◆ **How to complete this task**: Please read the study abstract below and say how many patients' preoperative radiographs were used to analyze interobserver reliability.

◆ **Passage to read**:

════════════════════

Accurate quantification of bone loss facilitates preoperative planning and standardization for research purposes in patients who undergo revision TKA. The most commonly used classification to rate bone defects in this setting, the Anderson Orthopaedic Research Institute classification, does not quantify diaphyseal bone loss and reliability has not been well studied.
We developed a new classification scheme to rate bone defects in patients undergoing revision TKA and tested (1) the intraobserver and interobserver reliability of this classification for revision TKA based on preoperative radiographs, and (2) whether additional CT images might improve interobserver reliability.
This was a preregistered observational study. Interobserver reliability was analyzed using preoperative radiographs of 61 patients who underwent (repeat) revision TKA, and their bone defects were rated by five experienced orthopaedic surgeons. For intraobserver reliability, ratings were repeated at least 2 weeks after the first rating (Timepoints 1 and 2). Directly after the radiographic assessments of Timepoint 2, the observers were provided with CT images of each patient and asked to rate the bone defects for a third time (Timepoint 3), to assess the additional value of CT. Intraobserver and interobserver reliability were tested using Gwet’s agreement coefficient 2, which is a measure of agreement between observers in categorical data. Substantial agreement was defined as coefficients between 0.61 to 0.8 and almost perfect agreement as > 0.8.
The intraobserver reliability varied between 0.55 (95% CI 0.40 to 0.71) and 0.87 (95% CI 0.78 to 0.96) in the epiphysis, between 0.69 (95% CI 0.58 to 0.80) and 0.98 (95% CI 0.95 to 1) in the metaphysis, and between 0.95 (95% CI 0.90 to 0.99) and 0.99 (95% CI 0.98 to 1) in the diaphysis. The interobserver reliability varied between 0.48 (95% CI 0.39 to 0.57) and 0.49 (95% CI 0.42 to 0.56) in the epiphysis and between 0.81 (95% CI 0.75 to 0.87) and 0.88 (95% CI 0.83 to 0.93) in the metaphysis, and was 0.96 (95% CI 0.93 to 0.99) in the diaphysis at Timepoint 1. The interobserver reliability at Timepoint 2 was similar to that of Timepoint 1. The addition of CT images did not improve reliability (Timepoint 3).
The bone defect classification was less reliable in the epiphyseal area compared with the metaphysis and diaphysis. This finding may be explained by prosthetic components obscuring this region or the more severe bone defects in this region. The addition of CT scans did not improve reliability. Further testing of reliability with observers from other institutions is necessary, as well as validity testing, by testing the classification in relation to intraoperative findings.

════════════════════

[Items in a dataset]
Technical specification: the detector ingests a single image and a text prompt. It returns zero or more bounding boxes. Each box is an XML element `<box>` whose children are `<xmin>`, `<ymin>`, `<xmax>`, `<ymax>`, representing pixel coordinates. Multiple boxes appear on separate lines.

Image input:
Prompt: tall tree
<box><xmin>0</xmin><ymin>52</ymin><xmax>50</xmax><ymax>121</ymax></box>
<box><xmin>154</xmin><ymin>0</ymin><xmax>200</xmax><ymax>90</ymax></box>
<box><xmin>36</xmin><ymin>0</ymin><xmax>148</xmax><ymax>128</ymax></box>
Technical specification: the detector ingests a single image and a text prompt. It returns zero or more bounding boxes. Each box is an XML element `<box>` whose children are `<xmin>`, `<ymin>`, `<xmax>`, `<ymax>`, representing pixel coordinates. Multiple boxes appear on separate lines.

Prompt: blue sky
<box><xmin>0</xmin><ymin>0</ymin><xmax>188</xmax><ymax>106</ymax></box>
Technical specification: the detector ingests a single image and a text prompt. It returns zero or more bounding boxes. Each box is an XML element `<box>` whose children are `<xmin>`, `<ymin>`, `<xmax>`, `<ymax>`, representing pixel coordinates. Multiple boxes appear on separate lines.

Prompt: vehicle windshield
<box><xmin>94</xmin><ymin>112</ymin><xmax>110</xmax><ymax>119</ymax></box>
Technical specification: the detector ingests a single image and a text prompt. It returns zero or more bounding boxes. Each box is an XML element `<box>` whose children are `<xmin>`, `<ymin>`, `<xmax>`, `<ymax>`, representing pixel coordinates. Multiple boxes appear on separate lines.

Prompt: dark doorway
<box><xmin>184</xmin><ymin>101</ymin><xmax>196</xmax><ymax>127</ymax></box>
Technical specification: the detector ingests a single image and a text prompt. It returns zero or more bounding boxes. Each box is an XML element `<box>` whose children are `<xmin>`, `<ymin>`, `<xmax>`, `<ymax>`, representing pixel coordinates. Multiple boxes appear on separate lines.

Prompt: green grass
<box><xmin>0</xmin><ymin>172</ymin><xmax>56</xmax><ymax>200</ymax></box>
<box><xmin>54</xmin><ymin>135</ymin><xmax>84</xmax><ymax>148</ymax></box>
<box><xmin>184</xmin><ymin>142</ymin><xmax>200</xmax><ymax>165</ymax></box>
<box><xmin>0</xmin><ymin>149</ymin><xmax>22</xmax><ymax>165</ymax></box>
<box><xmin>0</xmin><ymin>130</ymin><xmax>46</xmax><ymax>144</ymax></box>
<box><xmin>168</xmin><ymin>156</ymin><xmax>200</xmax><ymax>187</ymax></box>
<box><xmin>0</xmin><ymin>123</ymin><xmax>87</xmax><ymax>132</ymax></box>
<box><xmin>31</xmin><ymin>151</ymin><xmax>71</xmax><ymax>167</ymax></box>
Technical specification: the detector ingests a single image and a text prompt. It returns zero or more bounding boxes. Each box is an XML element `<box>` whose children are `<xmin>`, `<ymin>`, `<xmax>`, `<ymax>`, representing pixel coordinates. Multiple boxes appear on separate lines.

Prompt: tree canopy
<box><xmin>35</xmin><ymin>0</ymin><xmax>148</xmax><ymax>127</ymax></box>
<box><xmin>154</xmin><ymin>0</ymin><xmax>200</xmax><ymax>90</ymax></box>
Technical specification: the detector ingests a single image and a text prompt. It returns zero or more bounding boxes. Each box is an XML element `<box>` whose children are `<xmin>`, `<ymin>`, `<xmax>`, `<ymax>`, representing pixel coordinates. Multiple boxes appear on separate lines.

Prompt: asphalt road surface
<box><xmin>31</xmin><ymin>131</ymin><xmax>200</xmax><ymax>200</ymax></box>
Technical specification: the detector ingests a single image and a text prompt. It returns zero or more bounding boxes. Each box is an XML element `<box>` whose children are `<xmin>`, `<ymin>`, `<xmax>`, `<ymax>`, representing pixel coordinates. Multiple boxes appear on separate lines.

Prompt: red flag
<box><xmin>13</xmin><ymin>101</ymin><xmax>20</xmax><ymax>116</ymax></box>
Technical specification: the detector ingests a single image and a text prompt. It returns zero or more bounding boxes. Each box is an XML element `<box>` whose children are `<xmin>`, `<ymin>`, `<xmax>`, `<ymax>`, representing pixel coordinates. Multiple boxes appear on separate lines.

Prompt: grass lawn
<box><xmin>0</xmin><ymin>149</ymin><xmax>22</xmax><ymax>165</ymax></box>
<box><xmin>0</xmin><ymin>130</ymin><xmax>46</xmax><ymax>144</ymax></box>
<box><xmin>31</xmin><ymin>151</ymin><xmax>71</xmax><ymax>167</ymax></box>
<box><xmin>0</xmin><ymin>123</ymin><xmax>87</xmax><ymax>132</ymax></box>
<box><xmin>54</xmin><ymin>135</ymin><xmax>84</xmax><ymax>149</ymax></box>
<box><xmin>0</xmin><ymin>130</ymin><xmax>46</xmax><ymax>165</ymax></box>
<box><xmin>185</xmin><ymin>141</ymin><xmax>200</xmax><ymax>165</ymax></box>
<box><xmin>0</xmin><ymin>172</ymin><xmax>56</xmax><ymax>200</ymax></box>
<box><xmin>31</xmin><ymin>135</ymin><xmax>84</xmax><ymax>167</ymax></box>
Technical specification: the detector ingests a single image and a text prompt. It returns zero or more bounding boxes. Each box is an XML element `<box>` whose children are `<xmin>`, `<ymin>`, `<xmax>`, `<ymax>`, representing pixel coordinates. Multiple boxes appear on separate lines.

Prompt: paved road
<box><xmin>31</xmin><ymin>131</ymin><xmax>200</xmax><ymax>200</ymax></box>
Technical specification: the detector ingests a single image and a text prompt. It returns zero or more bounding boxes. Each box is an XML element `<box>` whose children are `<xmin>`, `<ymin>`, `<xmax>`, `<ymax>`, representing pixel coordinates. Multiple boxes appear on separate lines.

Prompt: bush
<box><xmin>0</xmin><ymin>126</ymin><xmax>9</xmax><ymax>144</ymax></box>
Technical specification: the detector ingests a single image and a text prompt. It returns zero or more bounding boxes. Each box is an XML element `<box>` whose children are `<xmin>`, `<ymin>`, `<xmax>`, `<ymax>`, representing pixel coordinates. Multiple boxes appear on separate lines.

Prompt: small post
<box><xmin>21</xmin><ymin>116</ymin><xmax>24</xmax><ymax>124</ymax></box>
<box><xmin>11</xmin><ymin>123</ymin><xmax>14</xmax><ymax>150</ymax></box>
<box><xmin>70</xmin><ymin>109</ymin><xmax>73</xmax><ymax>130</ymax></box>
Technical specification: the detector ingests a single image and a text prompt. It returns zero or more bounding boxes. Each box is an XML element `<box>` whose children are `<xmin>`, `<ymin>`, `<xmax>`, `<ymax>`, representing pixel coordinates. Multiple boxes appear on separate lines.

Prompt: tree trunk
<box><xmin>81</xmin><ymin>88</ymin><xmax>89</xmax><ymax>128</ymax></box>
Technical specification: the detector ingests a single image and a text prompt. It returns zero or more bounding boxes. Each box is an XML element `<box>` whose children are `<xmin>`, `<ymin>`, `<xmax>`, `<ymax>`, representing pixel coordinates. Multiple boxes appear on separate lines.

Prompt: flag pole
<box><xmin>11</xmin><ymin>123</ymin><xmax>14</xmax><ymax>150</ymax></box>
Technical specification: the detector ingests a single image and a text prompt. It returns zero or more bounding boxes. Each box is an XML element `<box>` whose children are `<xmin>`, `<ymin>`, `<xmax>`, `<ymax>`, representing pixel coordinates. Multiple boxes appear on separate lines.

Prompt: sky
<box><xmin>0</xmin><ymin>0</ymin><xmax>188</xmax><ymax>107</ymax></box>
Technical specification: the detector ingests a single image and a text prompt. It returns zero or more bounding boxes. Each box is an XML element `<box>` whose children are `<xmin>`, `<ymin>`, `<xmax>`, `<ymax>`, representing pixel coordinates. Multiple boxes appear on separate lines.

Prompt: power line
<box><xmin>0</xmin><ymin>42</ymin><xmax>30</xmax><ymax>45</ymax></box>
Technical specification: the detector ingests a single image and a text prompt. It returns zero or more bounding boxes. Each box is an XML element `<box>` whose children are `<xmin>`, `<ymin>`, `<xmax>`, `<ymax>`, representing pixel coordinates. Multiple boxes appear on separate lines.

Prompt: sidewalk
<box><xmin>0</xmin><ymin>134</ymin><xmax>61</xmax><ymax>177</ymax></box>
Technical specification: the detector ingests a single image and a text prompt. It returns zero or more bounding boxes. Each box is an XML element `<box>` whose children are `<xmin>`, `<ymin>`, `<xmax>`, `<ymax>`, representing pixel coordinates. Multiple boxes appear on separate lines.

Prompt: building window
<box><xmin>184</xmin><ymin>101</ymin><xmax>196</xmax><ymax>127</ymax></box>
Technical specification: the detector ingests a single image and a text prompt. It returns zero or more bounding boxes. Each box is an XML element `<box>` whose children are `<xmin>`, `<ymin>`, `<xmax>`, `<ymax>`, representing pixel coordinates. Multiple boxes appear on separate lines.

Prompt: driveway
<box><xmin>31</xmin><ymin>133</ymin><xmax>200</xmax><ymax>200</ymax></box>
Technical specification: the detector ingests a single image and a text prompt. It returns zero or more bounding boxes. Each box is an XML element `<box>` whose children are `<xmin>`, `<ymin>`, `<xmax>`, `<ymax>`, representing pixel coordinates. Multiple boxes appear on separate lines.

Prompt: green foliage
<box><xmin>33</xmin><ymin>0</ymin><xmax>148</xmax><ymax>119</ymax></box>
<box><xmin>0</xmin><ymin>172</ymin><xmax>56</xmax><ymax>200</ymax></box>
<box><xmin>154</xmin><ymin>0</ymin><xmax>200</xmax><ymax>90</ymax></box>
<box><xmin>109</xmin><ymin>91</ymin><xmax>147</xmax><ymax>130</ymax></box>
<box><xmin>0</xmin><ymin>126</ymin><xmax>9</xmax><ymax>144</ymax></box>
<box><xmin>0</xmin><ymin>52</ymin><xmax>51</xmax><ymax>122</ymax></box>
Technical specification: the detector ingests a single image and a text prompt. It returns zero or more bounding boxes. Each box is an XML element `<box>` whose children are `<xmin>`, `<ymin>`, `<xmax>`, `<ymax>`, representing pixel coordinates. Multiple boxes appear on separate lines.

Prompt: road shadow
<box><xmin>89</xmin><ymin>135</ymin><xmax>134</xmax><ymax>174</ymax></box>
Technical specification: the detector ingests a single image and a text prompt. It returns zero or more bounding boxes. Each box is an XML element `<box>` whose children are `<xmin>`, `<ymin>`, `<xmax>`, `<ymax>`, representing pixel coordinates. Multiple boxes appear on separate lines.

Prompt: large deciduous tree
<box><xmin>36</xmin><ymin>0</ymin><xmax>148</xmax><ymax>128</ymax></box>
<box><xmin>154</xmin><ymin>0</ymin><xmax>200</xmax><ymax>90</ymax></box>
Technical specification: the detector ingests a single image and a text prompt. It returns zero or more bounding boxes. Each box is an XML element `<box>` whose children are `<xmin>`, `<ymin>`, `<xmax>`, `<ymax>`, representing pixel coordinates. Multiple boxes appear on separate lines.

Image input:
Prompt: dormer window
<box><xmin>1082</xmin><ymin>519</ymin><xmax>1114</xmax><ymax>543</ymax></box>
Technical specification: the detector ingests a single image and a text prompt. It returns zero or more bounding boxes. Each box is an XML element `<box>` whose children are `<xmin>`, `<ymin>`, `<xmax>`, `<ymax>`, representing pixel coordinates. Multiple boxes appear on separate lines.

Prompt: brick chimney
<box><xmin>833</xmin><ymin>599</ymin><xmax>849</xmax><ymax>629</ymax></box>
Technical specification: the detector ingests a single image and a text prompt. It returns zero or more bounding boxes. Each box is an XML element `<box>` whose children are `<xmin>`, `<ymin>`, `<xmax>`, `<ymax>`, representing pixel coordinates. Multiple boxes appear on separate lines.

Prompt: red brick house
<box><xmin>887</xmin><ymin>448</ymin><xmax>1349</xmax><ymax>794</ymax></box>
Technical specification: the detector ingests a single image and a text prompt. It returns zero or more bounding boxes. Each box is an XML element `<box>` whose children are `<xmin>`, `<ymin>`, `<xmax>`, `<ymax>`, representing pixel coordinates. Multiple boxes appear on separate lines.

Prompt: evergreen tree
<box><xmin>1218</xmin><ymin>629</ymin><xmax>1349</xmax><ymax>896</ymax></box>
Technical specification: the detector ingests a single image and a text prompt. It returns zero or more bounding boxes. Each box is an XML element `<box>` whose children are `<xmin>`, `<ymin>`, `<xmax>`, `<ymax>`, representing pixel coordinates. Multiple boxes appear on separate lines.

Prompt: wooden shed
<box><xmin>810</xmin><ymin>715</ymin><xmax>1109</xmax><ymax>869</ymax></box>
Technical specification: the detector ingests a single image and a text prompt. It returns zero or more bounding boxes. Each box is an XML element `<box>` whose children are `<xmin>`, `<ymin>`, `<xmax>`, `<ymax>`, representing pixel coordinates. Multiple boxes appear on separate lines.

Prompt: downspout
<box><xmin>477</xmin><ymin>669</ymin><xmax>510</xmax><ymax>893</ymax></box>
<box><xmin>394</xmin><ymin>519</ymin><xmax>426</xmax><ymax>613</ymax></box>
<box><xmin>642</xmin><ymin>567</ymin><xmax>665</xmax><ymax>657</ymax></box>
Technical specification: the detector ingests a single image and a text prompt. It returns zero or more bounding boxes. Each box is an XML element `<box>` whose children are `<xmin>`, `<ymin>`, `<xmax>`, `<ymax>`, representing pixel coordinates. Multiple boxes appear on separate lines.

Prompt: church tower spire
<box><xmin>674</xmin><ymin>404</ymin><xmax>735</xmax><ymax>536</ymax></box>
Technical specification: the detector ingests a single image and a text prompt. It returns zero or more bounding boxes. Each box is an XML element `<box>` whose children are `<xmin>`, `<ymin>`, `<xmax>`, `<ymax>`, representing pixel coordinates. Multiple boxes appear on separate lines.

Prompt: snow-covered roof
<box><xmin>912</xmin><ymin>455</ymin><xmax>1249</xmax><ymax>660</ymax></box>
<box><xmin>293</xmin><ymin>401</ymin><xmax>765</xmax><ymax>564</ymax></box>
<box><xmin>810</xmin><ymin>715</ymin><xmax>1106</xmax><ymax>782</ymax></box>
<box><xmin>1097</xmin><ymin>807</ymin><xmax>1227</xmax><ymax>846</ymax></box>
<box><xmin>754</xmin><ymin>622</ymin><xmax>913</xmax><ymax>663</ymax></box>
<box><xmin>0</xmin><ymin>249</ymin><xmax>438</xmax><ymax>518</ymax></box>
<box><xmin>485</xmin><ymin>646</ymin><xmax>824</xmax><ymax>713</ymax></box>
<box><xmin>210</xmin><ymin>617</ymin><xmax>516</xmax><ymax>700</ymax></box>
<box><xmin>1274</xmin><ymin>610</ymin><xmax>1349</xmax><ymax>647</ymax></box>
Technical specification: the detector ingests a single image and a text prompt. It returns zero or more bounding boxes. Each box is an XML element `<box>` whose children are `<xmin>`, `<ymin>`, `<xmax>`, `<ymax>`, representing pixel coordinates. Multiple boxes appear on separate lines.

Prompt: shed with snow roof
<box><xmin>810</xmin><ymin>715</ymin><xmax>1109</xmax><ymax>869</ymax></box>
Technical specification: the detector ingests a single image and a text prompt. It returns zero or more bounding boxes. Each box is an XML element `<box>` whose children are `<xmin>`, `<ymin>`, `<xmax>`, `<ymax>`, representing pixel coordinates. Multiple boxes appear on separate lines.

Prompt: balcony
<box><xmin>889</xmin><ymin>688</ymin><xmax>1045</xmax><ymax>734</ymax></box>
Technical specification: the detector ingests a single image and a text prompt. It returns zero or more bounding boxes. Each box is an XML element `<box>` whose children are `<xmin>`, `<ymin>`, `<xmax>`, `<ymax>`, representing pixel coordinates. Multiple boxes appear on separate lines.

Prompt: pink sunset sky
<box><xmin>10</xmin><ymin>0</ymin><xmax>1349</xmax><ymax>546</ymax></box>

════════════════════

◆ **Result of this task**: 61 patients.